What the exercise asks: Return every line from the records below with the string "straight".

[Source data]
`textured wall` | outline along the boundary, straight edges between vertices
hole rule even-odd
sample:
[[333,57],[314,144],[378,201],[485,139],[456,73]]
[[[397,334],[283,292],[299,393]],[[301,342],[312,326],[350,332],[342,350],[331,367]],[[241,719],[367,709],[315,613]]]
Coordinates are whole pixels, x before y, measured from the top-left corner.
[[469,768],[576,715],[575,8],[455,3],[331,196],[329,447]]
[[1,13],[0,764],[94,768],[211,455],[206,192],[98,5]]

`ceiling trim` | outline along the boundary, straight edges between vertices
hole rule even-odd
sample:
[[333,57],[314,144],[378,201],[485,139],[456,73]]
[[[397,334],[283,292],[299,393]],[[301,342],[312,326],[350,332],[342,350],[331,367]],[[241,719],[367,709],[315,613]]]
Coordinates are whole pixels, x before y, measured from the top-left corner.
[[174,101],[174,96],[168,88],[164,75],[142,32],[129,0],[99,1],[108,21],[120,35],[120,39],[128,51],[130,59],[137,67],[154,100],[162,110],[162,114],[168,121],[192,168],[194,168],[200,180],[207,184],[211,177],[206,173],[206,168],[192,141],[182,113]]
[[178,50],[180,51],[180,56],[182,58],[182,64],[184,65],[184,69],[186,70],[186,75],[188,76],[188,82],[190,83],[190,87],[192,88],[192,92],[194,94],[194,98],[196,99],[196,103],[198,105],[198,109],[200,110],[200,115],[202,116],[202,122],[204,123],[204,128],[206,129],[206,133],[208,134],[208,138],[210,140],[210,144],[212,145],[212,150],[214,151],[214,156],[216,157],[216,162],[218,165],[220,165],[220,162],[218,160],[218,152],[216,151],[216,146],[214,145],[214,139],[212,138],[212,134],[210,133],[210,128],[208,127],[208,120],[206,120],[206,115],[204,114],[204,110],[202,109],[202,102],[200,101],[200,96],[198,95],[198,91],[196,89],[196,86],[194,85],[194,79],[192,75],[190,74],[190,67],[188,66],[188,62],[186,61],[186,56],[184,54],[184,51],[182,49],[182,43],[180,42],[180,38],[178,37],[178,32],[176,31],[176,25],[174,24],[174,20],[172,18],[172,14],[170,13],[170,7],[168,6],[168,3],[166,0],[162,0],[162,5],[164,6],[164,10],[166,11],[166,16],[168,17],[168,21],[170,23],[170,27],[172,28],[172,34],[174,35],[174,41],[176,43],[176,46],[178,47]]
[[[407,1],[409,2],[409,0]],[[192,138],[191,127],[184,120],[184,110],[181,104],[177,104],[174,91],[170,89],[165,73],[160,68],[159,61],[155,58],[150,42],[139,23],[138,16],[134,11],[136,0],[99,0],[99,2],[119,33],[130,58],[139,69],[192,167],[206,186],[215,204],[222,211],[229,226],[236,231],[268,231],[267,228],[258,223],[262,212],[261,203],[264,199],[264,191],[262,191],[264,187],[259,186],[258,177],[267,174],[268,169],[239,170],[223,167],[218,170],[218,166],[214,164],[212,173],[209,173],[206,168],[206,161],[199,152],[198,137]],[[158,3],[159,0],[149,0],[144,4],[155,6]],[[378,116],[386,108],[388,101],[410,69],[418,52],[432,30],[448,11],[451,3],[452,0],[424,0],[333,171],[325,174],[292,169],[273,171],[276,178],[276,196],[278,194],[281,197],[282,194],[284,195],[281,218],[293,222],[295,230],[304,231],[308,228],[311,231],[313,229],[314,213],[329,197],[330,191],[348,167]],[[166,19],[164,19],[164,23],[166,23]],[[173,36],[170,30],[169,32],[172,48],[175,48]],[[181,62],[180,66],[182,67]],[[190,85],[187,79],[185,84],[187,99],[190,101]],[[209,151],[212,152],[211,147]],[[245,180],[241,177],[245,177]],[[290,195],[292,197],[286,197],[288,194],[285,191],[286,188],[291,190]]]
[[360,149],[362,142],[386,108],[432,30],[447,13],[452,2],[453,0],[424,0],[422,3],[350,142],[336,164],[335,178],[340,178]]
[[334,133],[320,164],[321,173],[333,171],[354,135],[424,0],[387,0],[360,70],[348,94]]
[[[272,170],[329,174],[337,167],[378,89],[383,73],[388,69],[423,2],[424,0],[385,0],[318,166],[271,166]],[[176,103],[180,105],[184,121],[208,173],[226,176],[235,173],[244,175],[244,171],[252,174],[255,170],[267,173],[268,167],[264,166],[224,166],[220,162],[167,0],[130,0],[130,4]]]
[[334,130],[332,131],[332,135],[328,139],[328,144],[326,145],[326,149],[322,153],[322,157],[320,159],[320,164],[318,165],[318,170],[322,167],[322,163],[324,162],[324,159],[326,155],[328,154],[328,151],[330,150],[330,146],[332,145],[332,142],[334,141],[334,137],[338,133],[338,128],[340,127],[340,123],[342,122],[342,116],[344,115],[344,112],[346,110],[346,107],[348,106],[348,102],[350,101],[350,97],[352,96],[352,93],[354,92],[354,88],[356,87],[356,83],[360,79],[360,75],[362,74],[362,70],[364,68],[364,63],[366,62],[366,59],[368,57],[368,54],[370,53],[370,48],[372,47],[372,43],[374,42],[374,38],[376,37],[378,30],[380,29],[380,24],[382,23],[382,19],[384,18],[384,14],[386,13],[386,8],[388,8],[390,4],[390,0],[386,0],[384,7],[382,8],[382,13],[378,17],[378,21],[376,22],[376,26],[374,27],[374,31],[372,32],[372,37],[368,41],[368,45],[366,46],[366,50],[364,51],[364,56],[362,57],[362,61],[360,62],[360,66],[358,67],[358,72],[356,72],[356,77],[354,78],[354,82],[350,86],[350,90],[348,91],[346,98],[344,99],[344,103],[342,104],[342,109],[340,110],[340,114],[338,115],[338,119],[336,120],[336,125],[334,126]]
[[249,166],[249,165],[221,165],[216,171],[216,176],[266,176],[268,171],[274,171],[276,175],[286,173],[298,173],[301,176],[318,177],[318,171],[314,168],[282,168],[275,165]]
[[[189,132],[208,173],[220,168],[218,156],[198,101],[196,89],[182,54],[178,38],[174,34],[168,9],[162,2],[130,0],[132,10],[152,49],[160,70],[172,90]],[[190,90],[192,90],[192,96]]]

Your response:
`textured wall` | outline along the boundary, straight edges between vertices
`ceiling trim` | outline along the boundary, straight edges between vertices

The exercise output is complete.